• **Stored data**

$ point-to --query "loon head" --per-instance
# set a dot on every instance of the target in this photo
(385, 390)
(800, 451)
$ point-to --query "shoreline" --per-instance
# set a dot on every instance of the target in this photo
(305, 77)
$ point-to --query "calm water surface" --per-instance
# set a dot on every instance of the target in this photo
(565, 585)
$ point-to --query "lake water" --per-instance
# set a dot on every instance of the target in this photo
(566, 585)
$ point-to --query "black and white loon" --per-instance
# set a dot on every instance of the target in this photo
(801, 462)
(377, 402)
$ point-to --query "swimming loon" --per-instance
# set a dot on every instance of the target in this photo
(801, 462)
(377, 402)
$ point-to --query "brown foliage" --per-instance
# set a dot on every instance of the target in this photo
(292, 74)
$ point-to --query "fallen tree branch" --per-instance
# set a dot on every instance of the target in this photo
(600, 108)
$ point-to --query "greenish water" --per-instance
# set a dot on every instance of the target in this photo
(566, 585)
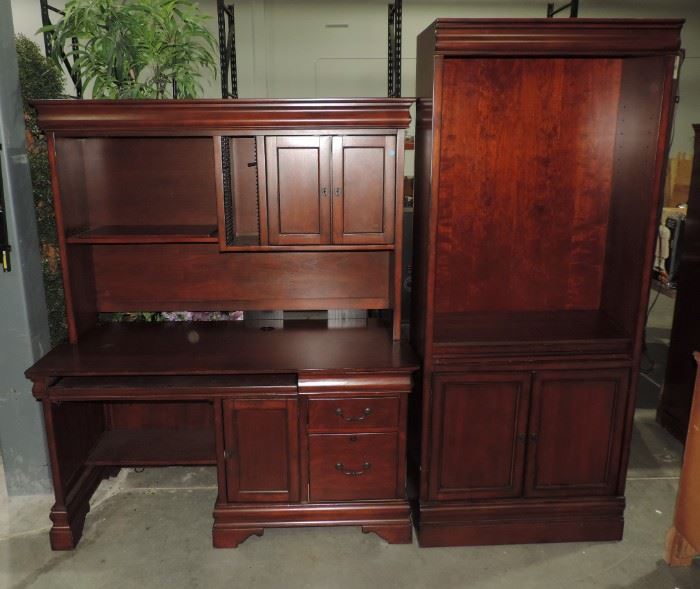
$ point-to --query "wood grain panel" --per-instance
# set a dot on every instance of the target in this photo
(198, 276)
(479, 425)
(363, 189)
(540, 173)
(72, 450)
(576, 432)
(262, 454)
(146, 181)
(298, 180)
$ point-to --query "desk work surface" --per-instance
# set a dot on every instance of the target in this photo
(226, 348)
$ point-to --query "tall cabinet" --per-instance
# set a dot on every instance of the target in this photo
(540, 150)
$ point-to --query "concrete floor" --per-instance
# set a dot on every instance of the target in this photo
(153, 529)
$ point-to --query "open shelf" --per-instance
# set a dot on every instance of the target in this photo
(118, 234)
(154, 447)
(578, 330)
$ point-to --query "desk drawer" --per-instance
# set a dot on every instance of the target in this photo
(354, 414)
(352, 466)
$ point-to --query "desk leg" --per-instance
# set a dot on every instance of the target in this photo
(72, 429)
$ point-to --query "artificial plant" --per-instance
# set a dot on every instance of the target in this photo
(136, 48)
(40, 78)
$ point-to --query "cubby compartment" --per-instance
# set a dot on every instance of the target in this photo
(137, 189)
(156, 433)
(240, 204)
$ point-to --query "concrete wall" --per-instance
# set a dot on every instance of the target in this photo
(23, 317)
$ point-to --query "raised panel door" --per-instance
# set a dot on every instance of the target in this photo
(364, 187)
(479, 428)
(261, 438)
(298, 190)
(576, 432)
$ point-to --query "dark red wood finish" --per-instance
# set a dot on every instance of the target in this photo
(539, 155)
(150, 174)
(677, 395)
(143, 225)
(261, 449)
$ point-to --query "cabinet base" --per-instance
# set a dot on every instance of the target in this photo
(520, 523)
(234, 523)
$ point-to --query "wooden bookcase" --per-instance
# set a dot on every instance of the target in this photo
(229, 205)
(540, 147)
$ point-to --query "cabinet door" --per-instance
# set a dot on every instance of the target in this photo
(576, 429)
(479, 427)
(298, 190)
(262, 451)
(364, 187)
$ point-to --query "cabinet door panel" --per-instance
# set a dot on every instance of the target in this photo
(478, 437)
(261, 450)
(364, 170)
(298, 197)
(576, 432)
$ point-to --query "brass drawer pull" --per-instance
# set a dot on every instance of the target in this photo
(353, 473)
(365, 414)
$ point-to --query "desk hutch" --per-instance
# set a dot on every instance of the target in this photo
(226, 205)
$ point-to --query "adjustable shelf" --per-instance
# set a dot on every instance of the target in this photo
(118, 234)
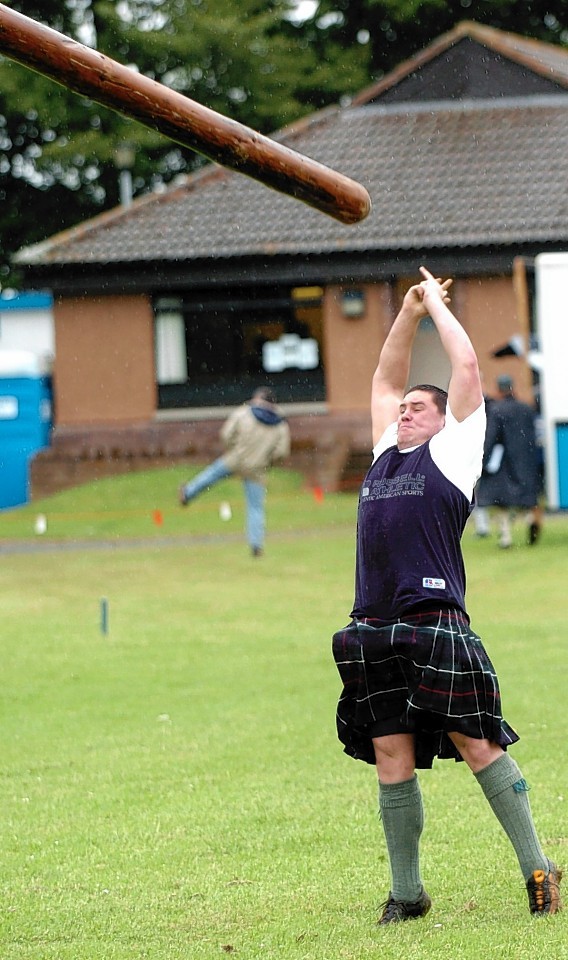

• **What needs to be done**
The entries above need to be transcribed word for word, and the pictures stay out.

• **Response to this task**
$ point-to --query "loon head" --per-instance
# set a dot on every instance of the target in this photo
(385, 390)
(800, 451)
$ point-to --query "shoreline" --per-instance
# set a dot on every instance of the target in this photo
(305, 77)
$ point-to --query "calm water surface" --per-instance
# set a dot on every instance of the target in this photo
(565, 585)
$ point-to --query "lake water" --per-instance
# set a dot on every instance of the target in this photo
(566, 585)
$ point-to --query "black and white loon" --per-instance
# set a dot on every instance of the target in this photo
(801, 462)
(377, 402)
$ point-to --query "swimming loon" --per-instance
# set a dot on every instance of the target in this photo
(801, 462)
(377, 402)
$ point-to --query "brown foliage" --per-instance
# set a dot on every instance of the target in this photo
(292, 74)
$ point-to --query "fallen tree branch" --per-instance
# set a dot on every instance of the target in this photo
(600, 108)
$ point-to --query "greenish water" --per-instance
# set a dot on every instance of the target in this photo
(566, 585)
$ point-to --query "wood grain panel" --per-instance
# set a dot on every instance of the target in this photo
(198, 276)
(479, 425)
(363, 189)
(540, 173)
(72, 450)
(576, 432)
(262, 454)
(146, 181)
(298, 180)
$ point-to --query "desk work surface" --per-instance
# set a dot on every instance of the target in this photo
(226, 348)
$ point-to --query "tall cabinet" --per-instance
# set a dot on every instance of the target in this photo
(540, 150)
$ point-to --query "concrete floor" --per-instance
# set a dot on every instance of the target in this photo
(153, 529)
$ point-to --query "open shelf" --per-instance
# set a dot on every instance of the target in this photo
(118, 234)
(154, 447)
(578, 330)
$ point-to --query "desk drawer" --per-instance
# set a dot on every instance of the target in this photo
(354, 414)
(352, 466)
$ point-to --query "desk leg" --per-instance
# set a dot on every instance of the target in this photo
(72, 429)
$ point-to --query "artificial plant" --per-instance
# set a dot on every instance of the target in this photo
(136, 48)
(40, 78)
$ point-to --query "cubby compartment" --per-instance
# set a dot on every instance of the target in this photo
(137, 189)
(156, 433)
(240, 204)
$ point-to --query "concrete wall" --per-instance
# set a dot on every instance of the target in this photo
(23, 317)
$ point-to --query "raised panel door" --per-instance
# set a dot on every instance of the target in this photo
(364, 187)
(479, 428)
(261, 438)
(298, 190)
(576, 432)
$ point-to --query "dark red wood finish" --per-instance
# set a dot on every instance of the target in this photo
(539, 155)
(150, 174)
(677, 395)
(143, 225)
(261, 449)
$ point-to --query "cabinet base" --per-instance
# set a dot on every instance of the target in this photo
(520, 523)
(234, 523)
$ point-to --query "wooden bookcase" --per-instance
# set a dot on every instance of the target in this photo
(229, 205)
(540, 147)
$ point-to --query "cabinet door" --per-instance
# set a dot on every instance of the target in this photo
(576, 429)
(479, 427)
(298, 190)
(262, 451)
(364, 187)
$ point-to --query "cabinet door panel" --per-instance
# set a dot on every instance of the target in this photo
(478, 437)
(261, 450)
(364, 170)
(298, 197)
(576, 432)
$ point-to --query "brass drawer pull" --per-instance
# set a dot on every instance of the target in this photo
(353, 473)
(365, 414)
$ point-to --query "desk hutch" --per-instance
# set a dot on every instance of the target in this photo
(226, 205)
$ point-to --query "adjustable shelf" --per-instance
# set a dot on every instance of the target in this photo
(118, 234)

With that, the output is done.